TASK DESCRIPTION: From the records below, pick out and copy each line that contains the string "hair".
— begin LISTING —
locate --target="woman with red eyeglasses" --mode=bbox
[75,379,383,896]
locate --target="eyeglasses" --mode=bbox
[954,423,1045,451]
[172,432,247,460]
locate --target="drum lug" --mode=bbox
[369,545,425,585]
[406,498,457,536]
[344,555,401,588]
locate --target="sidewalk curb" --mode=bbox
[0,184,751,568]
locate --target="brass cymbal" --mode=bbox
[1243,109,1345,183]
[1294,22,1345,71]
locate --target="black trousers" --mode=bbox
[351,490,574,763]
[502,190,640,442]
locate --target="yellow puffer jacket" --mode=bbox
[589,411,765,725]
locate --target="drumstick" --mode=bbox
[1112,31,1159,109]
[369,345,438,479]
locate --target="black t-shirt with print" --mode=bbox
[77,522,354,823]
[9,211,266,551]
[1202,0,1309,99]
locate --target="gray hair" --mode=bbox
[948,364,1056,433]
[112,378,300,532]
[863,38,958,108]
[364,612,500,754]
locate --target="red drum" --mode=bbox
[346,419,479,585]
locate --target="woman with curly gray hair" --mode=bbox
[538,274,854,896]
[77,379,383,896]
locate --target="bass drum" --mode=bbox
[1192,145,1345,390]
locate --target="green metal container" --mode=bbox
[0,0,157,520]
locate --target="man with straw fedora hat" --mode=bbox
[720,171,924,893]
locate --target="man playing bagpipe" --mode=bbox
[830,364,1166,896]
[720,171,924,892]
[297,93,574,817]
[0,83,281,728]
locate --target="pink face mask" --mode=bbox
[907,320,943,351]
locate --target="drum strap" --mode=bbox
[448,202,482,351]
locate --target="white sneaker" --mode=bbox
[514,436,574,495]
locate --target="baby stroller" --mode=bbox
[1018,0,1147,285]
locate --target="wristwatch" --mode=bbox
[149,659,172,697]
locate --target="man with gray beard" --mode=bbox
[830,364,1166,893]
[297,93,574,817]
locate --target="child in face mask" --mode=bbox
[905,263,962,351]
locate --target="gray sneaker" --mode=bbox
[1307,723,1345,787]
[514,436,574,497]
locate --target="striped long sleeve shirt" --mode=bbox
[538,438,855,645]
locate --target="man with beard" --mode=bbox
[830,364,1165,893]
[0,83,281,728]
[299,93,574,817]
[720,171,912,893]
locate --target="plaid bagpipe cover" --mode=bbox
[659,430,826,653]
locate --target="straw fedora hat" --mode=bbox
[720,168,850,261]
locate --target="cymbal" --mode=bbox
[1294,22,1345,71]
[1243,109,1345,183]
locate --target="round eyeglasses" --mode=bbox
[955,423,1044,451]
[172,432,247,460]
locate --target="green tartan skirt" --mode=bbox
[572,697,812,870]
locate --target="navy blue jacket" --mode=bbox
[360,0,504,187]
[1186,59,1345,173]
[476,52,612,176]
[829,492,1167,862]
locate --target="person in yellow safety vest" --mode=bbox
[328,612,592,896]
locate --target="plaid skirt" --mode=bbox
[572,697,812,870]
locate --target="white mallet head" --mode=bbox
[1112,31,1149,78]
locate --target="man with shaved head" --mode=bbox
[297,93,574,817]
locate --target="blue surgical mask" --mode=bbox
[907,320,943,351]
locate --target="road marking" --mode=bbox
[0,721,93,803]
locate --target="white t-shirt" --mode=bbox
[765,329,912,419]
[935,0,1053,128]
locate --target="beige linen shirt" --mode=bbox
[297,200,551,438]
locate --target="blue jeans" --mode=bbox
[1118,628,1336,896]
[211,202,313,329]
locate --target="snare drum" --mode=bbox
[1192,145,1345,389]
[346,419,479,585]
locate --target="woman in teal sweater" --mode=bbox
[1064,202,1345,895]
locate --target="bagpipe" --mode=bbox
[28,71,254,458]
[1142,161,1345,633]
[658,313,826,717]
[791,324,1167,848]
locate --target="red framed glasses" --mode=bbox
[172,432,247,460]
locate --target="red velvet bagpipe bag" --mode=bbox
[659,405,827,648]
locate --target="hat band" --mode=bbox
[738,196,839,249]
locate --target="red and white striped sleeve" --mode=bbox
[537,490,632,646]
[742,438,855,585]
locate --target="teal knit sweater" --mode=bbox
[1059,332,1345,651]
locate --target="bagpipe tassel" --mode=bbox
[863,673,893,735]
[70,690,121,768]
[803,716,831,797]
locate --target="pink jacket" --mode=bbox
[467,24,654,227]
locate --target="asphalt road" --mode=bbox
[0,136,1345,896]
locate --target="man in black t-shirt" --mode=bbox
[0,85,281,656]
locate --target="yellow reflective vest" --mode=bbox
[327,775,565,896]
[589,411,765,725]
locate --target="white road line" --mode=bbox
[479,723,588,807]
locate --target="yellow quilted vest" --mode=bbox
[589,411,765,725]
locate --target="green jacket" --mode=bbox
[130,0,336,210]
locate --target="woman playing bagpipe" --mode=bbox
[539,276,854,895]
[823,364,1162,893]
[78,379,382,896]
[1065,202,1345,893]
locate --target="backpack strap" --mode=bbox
— end LISTING —
— begin LISTING —
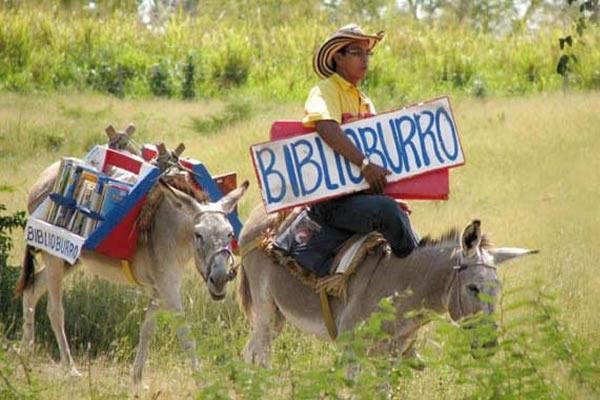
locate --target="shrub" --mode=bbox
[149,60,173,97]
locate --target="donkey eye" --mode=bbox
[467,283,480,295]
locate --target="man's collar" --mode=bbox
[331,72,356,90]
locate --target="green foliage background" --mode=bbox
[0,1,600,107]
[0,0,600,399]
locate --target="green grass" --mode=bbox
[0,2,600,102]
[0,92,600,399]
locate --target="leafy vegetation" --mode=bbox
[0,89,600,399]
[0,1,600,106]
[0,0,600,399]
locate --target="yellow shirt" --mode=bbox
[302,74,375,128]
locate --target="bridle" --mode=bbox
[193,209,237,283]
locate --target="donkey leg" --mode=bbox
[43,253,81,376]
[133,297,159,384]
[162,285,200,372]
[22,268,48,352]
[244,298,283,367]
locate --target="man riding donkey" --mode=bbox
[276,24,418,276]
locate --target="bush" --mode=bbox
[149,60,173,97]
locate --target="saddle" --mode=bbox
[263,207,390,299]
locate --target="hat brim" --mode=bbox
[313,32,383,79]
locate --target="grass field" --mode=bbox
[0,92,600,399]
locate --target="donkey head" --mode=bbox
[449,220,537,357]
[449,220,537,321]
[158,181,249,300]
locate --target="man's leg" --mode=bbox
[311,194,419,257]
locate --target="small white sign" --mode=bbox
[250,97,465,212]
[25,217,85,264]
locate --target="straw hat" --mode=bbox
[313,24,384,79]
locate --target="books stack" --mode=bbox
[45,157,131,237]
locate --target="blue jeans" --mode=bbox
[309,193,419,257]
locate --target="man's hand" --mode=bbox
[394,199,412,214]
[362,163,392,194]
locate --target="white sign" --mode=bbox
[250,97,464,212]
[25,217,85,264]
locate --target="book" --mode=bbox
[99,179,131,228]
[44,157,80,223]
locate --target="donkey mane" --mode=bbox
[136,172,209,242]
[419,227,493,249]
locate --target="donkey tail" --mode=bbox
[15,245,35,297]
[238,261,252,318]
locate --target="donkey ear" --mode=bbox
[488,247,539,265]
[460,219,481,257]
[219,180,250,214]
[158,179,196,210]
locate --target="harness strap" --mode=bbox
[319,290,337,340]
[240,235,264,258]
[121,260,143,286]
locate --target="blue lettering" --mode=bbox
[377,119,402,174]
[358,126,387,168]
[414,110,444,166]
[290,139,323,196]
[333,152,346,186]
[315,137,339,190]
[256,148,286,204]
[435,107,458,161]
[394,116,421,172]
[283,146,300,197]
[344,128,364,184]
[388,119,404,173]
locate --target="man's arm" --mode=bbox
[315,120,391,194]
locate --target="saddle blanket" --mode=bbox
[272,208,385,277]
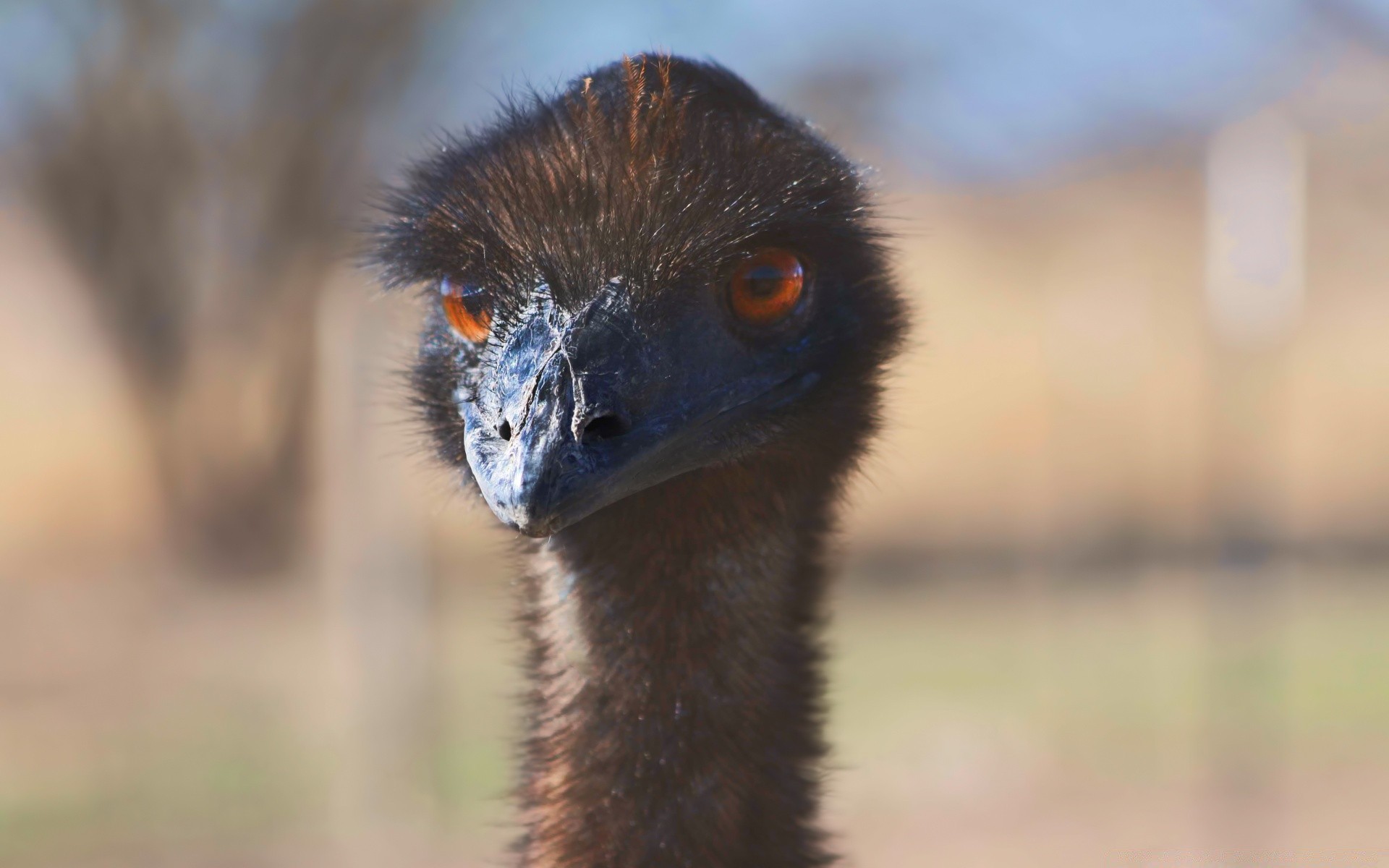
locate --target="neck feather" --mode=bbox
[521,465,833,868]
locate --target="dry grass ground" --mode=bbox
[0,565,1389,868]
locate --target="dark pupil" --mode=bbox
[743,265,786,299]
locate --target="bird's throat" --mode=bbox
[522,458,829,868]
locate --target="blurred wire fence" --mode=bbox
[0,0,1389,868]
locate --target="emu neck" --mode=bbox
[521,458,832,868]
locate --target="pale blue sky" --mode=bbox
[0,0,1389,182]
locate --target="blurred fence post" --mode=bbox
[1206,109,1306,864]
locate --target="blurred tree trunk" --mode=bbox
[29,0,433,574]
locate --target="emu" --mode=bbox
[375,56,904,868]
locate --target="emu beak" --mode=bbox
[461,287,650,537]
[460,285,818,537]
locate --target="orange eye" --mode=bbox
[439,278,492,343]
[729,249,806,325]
— end LISTING —
OUTPUT BELOW:
locate --target="gray hair" --mode=bbox
locate --target="woman with curly gray hair" --mode=bbox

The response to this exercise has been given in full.